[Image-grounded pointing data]
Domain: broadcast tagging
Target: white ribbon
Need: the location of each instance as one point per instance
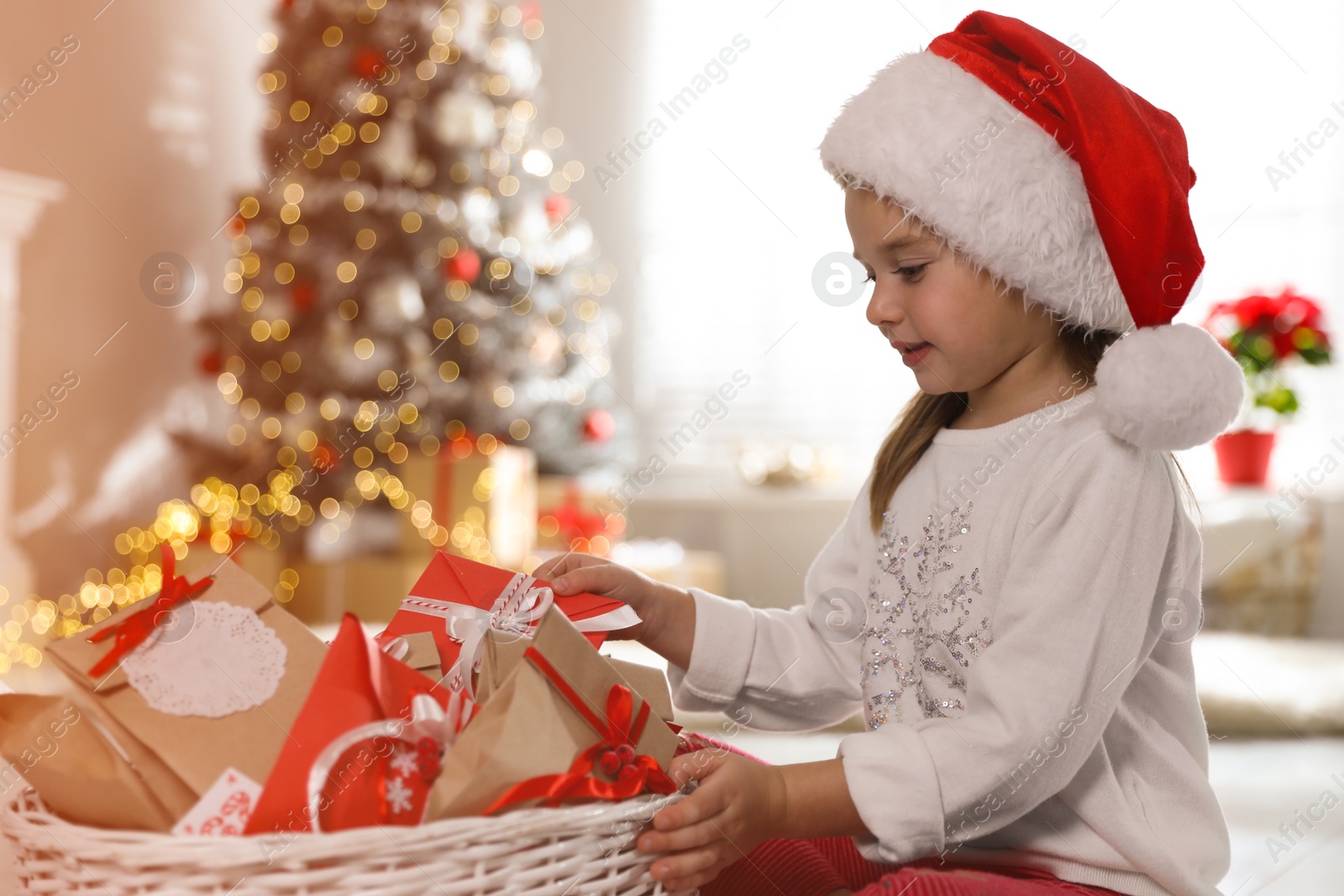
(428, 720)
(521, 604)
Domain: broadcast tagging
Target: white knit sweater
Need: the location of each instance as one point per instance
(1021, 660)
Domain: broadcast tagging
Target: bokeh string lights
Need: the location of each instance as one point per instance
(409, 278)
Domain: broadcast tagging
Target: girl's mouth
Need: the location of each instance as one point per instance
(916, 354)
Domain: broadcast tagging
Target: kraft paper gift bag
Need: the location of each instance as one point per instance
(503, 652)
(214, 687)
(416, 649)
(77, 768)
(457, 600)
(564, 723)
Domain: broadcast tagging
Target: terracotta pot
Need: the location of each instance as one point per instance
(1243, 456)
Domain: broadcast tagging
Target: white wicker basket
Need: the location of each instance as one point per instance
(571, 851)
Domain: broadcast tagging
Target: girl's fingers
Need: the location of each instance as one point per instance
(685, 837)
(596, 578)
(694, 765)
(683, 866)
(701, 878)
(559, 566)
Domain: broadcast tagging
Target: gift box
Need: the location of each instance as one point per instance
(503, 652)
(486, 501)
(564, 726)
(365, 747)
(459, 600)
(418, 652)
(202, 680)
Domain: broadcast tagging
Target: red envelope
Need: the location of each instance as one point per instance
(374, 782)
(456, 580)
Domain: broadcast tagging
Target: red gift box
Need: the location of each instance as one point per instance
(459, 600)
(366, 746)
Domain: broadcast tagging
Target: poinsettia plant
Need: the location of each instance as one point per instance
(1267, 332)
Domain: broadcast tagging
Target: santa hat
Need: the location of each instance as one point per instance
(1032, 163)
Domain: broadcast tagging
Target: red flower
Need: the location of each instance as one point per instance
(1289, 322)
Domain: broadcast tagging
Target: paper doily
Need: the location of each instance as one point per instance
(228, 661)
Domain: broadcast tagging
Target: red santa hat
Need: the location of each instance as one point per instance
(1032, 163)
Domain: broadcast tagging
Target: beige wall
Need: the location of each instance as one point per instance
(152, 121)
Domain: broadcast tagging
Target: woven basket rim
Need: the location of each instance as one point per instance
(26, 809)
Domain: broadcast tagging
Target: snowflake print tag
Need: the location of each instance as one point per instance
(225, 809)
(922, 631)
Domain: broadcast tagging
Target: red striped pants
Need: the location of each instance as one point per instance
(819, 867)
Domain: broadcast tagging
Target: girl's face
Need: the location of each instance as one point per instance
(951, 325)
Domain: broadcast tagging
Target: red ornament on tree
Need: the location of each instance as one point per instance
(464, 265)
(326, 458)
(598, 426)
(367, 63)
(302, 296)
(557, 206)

§ What to produce: The answer must be a word-for-word copy of all the entries, containing no pictures.

§ Output for this exercise:
Domain: broadcast tagging
Target: white ribbon
Need: the location of each instance as one point per instance
(428, 720)
(521, 604)
Domain: broadcast tagging
Target: white knit sweater
Need: the location of each instance as one point per instance
(1021, 660)
Domain: broadcast tagging
Target: bokeh string lights
Need: the location of each instance as one point per instance
(409, 278)
Domain: broadcast tagging
Target: girl's mouth
Need: the location of each instance as one point per instance
(916, 354)
Domain: broadcast tagging
Target: kraft paper gift bag
Need: the location of each instance as one point per instance
(503, 652)
(214, 687)
(416, 649)
(77, 768)
(457, 600)
(564, 723)
Domain: broadcast tagging
Target: terracotta pot
Need: the location of each instance as one point per instance
(1243, 456)
Domain: broadcast tagging
Target: white wicker basket
Need: the location of each instance as one point per instance
(571, 851)
Domain: broadcast tagging
Target: girl's fingers
Need: the location of each instance as one point per instance
(685, 837)
(596, 578)
(694, 765)
(683, 866)
(701, 878)
(559, 566)
Domain: broadcast tagging
Target: gift box
Need: the location of each instance as one point per instance
(503, 652)
(486, 501)
(564, 726)
(365, 747)
(459, 600)
(418, 652)
(202, 680)
Domain: broadcast tagging
Target: red envelope
Need: the location of each instance as one point per instance
(374, 782)
(456, 580)
Domain: broadcast tagging
Target: red gift box
Need: the location of each instance as one point per instance
(459, 600)
(366, 746)
Domain: broadcast tagging
Target: poinsettia plant
Need: the location of each instance as one point per instance
(1267, 332)
Domain: broadcast tagging
Target: santa hat
Need: the location of each instance as one point per instance
(1032, 163)
Domain: broadcast tagging
Target: red flower
Need: the location of each instance as one point per instance
(1289, 322)
Domain: broadcast tagging
Target: paper doily
Need: the location of each instance as one point per instance
(228, 661)
Domain: broadcast tagging
Target: red santa hat
Need: the location of each instance as one point per instance
(1032, 163)
Domain: broadcast tagging
Target: beige wall
Need: the location of each instance as one point per instance
(152, 121)
Domain: broadcast tagging
Target: woven basket rim
Need: the location of each instance as one point per instance
(26, 809)
Domain: broadcast tagging
Target: snowflake print tag
Need: the location of each instance as one point per instance
(225, 809)
(922, 631)
Domain: broadcast tagging
Target: red striped pants
Need: the location of each instance as one point per instance
(819, 867)
Domain: broadcast tagging
Target: girl's face
Need: the location of each instance as one point per instance
(951, 325)
Domain: broadcast tagging
Target: red ornament on tree
Need: the location of each instance as one point per instance
(464, 265)
(326, 458)
(598, 426)
(367, 63)
(302, 296)
(557, 206)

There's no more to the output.